[Pointing and labeling records]
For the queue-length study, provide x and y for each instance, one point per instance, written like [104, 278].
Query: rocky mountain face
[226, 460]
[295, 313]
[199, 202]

=== BRIEF ===
Rewrite all of the records above, substituting "occurrence" for every occurrence of "instance" and leaving everything else unchanged.

=== REPLY TO THE TASK ===
For the queue-length study, provide x and y for each occurrence, one point per occurrence, written like [104, 278].
Query: rocky mountain face
[226, 460]
[295, 313]
[199, 202]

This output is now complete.